### ABOUT THIS EXERCISE
Extract verbatim every line from the one containing "the long sleeve" to the final line of the records below, inclusive, and exclude all pictures.

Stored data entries
▬▬▬
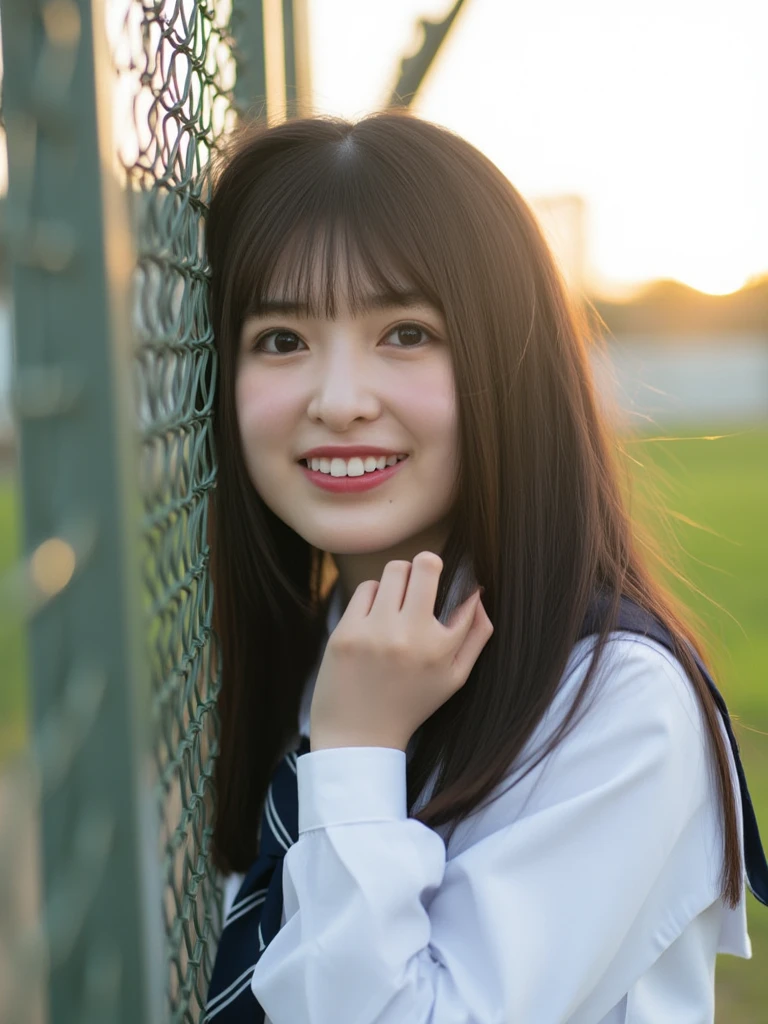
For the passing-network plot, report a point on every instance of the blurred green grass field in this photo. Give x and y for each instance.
(716, 494)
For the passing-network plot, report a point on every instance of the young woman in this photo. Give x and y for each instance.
(435, 807)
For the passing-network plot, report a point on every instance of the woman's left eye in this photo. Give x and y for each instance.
(409, 332)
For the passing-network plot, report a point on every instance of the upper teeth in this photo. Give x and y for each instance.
(353, 467)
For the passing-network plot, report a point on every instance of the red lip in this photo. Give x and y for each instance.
(351, 484)
(347, 452)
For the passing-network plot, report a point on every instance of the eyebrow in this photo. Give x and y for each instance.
(383, 300)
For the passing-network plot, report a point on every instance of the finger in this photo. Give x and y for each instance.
(473, 640)
(422, 585)
(462, 617)
(360, 602)
(391, 588)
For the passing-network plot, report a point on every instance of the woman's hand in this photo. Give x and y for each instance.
(389, 664)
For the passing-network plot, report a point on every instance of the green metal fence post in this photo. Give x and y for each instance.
(68, 237)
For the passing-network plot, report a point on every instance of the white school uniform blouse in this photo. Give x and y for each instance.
(587, 894)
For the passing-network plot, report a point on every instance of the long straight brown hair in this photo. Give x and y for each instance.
(540, 501)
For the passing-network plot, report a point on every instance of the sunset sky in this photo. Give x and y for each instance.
(655, 113)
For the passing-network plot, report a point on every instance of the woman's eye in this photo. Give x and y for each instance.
(410, 334)
(282, 339)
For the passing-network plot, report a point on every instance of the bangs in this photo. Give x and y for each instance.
(336, 239)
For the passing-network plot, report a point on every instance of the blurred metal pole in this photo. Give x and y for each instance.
(414, 69)
(296, 48)
(65, 225)
(248, 31)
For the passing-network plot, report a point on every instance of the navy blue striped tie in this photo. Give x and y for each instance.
(257, 910)
(256, 913)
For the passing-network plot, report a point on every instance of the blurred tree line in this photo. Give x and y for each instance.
(670, 307)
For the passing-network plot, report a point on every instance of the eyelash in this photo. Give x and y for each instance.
(397, 327)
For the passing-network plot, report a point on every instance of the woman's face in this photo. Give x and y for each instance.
(381, 378)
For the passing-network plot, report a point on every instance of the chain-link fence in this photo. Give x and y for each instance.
(113, 110)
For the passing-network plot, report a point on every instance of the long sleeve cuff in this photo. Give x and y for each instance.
(344, 784)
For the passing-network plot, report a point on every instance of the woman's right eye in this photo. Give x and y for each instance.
(281, 339)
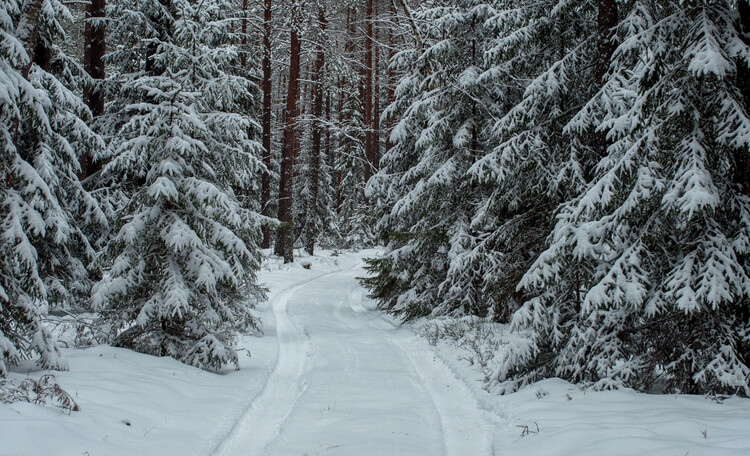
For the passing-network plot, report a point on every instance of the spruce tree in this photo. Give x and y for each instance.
(180, 272)
(45, 212)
▬▬▬
### EXPECTED ANSWER
For the passing-network plot, report a point on every instance of the long sleeve cuff in this photo. Give x and y for each instance.
(344, 784)
For the passing-network plot, report a point on every instance of the woman's right eye in this photo. Give x and y for each instance.
(281, 339)
For the passing-network plot, report a point on every instance of the spruce tree in this photo. Give x and y for each instance.
(180, 272)
(45, 212)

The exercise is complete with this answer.